### Passage to read
Sometimes, the client can only speak one data format. If the server sends back anything other than that format, the client will fail and throw an error. Fortunately, a second HTTP header comes to the rescue. The client can set the Accept header to tell the server what data formats it is able to accept. If the client can only speak JSON, it can set the Accept header to "application/json". The server will then send back its response in JSON. If the server doesn't support the format the client requests, it can send back an error to the client to let it know the request is not going to work.

With these two headers, Content-Type and Accept, the client and server can work with the data formats they understand and need to work properly.

Common Content-Type include:

text/html - HTML web page
text/css - CSS
image/jpeg - JPEG image
application/javascript - JavaScript code
application/json - JSON data

Fetch API

The Fetch API is a modern interface that allows you to make HTTP requests to servers from web browsers. In addition, the Fetch API is much simpler and cleaner. It uses the Promise (will be discussed next) to deliver more flexible features to make requests to servers from the web browsers. The fetch() method is available in the global scope that instructs the web browsers to send a request to a URL.
######
### Record list
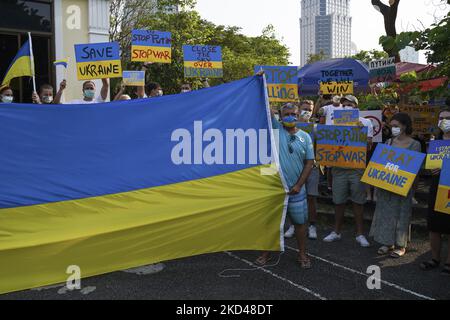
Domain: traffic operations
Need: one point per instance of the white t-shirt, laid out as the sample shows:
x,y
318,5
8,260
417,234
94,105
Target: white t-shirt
x,y
99,99
328,113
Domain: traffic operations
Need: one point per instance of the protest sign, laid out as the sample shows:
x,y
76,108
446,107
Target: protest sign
x,y
134,78
307,127
424,118
151,46
393,169
382,70
438,150
98,61
376,117
443,195
282,82
336,81
341,146
203,61
346,117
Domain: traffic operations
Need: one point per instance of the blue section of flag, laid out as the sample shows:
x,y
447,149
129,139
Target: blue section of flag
x,y
97,52
406,160
57,153
202,53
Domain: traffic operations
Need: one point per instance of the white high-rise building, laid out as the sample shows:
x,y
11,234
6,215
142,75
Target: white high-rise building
x,y
325,26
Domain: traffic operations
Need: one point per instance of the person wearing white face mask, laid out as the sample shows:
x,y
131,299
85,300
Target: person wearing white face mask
x,y
89,91
438,222
312,184
390,224
6,95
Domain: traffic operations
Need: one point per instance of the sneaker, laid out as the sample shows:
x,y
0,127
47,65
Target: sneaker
x,y
362,241
332,237
312,232
290,232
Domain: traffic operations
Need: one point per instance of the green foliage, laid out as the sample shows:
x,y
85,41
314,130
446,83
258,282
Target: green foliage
x,y
240,53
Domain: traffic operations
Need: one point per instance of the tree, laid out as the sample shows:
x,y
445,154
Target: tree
x,y
316,57
240,53
390,17
367,56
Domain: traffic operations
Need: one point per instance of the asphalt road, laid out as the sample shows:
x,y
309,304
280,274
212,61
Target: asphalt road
x,y
339,272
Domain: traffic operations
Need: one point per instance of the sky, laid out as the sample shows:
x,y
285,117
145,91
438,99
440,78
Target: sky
x,y
367,26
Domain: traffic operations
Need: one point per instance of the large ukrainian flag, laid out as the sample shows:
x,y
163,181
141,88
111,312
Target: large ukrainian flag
x,y
21,66
96,185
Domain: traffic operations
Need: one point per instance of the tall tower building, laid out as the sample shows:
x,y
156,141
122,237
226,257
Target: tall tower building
x,y
325,26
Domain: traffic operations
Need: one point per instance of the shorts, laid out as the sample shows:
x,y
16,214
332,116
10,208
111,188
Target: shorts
x,y
347,185
312,184
298,208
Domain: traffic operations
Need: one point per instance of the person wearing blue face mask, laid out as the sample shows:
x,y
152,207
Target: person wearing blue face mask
x,y
6,95
296,155
89,92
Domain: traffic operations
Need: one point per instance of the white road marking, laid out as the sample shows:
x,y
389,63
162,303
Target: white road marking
x,y
390,284
146,270
296,285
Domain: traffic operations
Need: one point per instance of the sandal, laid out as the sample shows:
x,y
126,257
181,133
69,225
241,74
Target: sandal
x,y
446,270
385,250
262,261
398,253
429,265
304,263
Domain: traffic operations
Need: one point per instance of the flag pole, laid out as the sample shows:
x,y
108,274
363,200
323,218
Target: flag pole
x,y
32,62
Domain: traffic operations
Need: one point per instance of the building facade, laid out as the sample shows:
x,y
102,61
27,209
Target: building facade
x,y
325,26
55,26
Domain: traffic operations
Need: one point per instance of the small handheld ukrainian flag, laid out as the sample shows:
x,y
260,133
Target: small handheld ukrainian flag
x,y
62,62
22,65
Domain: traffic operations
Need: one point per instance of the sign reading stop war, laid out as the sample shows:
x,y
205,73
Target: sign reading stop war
x,y
203,61
282,82
336,81
438,150
341,146
98,61
382,70
151,46
393,169
443,196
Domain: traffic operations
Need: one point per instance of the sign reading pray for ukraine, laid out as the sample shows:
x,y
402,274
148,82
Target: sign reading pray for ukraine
x,y
98,61
341,146
443,196
203,61
336,81
346,117
134,78
282,82
151,46
438,150
393,169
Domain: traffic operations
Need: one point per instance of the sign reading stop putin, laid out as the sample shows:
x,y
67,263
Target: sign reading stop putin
x,y
282,82
151,46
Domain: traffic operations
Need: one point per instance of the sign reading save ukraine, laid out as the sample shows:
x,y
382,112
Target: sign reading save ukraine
x,y
341,146
203,61
151,46
282,82
443,196
98,61
393,169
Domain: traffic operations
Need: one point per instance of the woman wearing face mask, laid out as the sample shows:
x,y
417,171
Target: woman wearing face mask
x,y
438,223
6,95
390,225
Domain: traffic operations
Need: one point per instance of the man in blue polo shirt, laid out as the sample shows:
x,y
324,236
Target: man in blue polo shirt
x,y
296,155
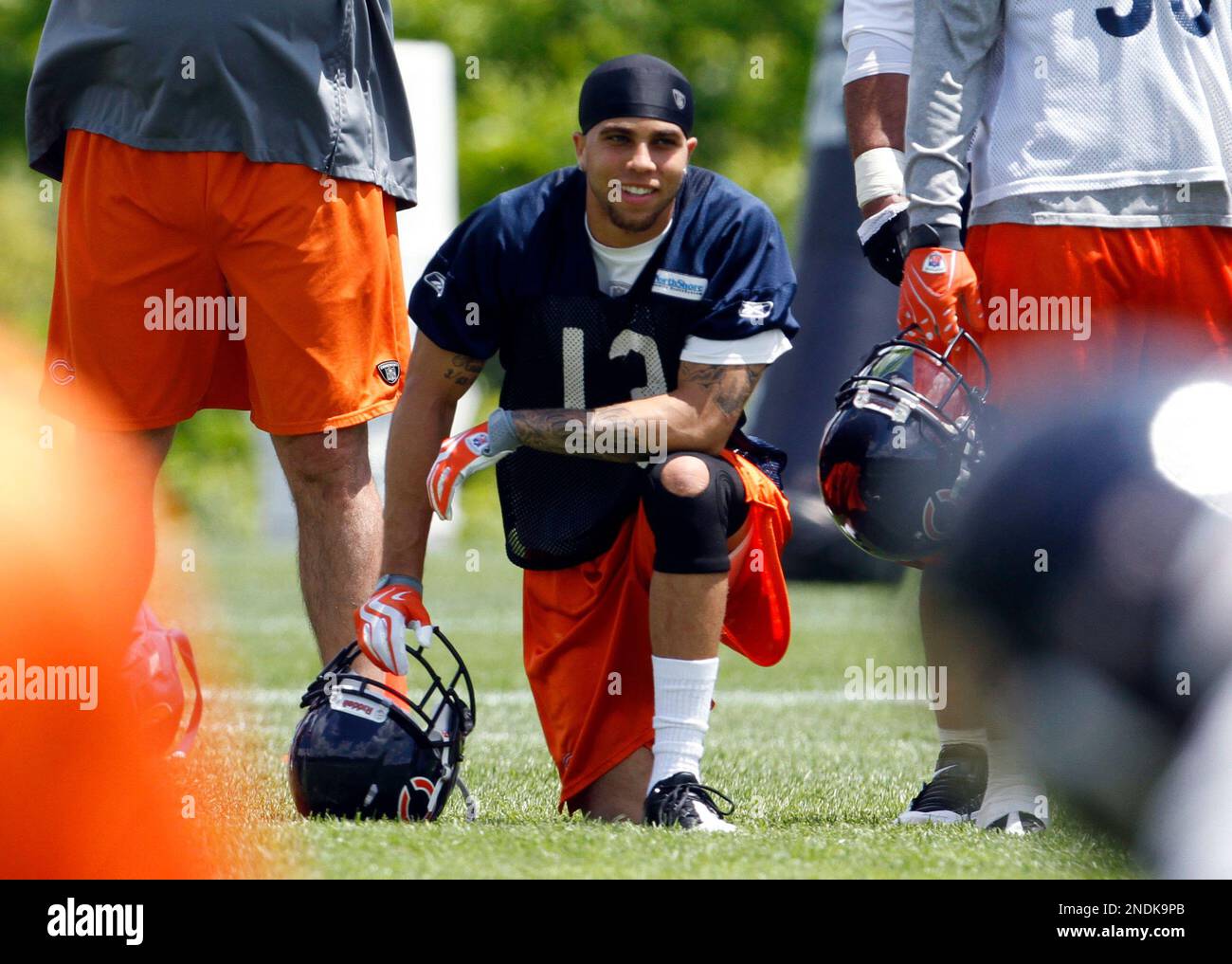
######
* Tasks to carry out *
1 – Does the HTTP headers excerpt support each statement? (a) The client sets the Accept header to tell the server which data formats it can accept. (b) A server that doesn't support the requested format must fall back to sending HTML. (c) The fetch() method is available in the global scope.
2 – Reproduce the HTTP headers excerpt word for word from "The Fetch API is a" to "request to a URL.".
The items have no connection to the HTTP headers excerpt.

* Task-by-task answers *
1 –
(a) Yes: "The client can set the Accept header to tell the server what data formats it is able to accept."
(b) No: "If the server doesn't support the format the client requests, it can send back an error to the client to let it know the request is not going to work."
(c) Yes: "The fetch() method is available in the global scope that instructs the web browsers to send a request to a URL."

2 –
The Fetch API is a modern interface that allows you to make HTTP requests to servers from web browsers. In addition, the Fetch API is much simpler and cleaner. It uses the Promise (will be discussed next) to deliver more flexible features to make requests to servers from the web browsers. The fetch() method is available in the global scope that instructs the web browsers to send a request to a URL.